[Extracted information]

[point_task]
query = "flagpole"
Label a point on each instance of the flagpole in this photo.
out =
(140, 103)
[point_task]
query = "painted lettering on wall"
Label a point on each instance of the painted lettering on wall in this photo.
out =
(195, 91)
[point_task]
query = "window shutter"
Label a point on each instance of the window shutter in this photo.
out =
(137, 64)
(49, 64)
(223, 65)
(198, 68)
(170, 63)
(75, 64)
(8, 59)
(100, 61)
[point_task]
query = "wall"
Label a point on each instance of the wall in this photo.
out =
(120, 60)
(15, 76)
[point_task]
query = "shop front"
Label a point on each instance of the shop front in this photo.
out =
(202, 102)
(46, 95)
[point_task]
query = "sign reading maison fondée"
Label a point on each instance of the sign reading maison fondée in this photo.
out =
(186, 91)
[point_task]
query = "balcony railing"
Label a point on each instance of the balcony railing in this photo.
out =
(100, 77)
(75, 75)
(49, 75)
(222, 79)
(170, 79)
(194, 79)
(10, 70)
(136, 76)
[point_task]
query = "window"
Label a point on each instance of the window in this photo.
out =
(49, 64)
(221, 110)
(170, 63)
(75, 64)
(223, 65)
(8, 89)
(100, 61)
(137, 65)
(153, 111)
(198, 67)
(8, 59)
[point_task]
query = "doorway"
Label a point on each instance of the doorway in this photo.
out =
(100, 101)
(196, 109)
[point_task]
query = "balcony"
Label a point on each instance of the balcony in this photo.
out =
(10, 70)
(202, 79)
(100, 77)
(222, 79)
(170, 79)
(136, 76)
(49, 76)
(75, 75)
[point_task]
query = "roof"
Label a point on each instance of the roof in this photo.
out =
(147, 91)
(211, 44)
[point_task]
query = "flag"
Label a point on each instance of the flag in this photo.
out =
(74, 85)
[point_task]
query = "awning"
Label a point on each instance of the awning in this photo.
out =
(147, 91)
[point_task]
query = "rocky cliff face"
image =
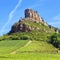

[/Extracted information]

(Activity) In your copy, please omit the pictures and print every line of the records exactly.

(Solution to the exercise)
[point_task]
query = "flagpole"
Label a point on each instance of the flagpole in this photo.
out =
(140, 103)
[point_task]
query = "painted lettering on wall"
Label a point on each instance of the painted lettering on wall in this photo.
out =
(195, 91)
[point_task]
query = "window shutter"
Label a point on each instance of the window shutter in this photo.
out =
(137, 64)
(49, 64)
(223, 65)
(198, 68)
(170, 63)
(75, 64)
(8, 59)
(100, 61)
[point_task]
query = "wall"
Label a point on each instance of the wall in this photo.
out =
(120, 60)
(15, 76)
[point_task]
query = "shop front"
Label a point on each instance of the shop front in this photo.
out =
(202, 102)
(46, 95)
[point_task]
query = "sign reading maison fondée"
Label a point on each instance of the sign reading maison fondée in this photo.
out =
(186, 91)
[point_task]
query = "balcony railing"
Label a point on each instance of the balcony railing in this photo.
out =
(100, 77)
(75, 75)
(49, 75)
(222, 79)
(170, 79)
(194, 79)
(10, 70)
(136, 76)
[point_task]
query = "window"
Label a point on each instance of the window in this photo.
out =
(49, 64)
(221, 110)
(170, 63)
(75, 64)
(223, 65)
(8, 89)
(100, 61)
(137, 65)
(153, 111)
(198, 67)
(8, 59)
[point_task]
query = "doorway"
Label a point on each instance of the doorway in this photo.
out =
(100, 101)
(196, 109)
[point_task]
query = "balcony"
Label a point on each instance of the balcony in this photo.
out =
(10, 70)
(202, 79)
(100, 77)
(222, 79)
(170, 79)
(136, 76)
(49, 76)
(75, 75)
[point_task]
query = "roof"
Label a point on each instance of the roof in this photo.
out =
(147, 91)
(211, 44)
[point_task]
query = "flag"
Label a point on each instance of the flag in this photo.
out =
(74, 85)
[point_task]
query = "awning"
Label a point on each instance of the awning in this photo.
out =
(147, 91)
[point_task]
query = "rocky cliff face"
image =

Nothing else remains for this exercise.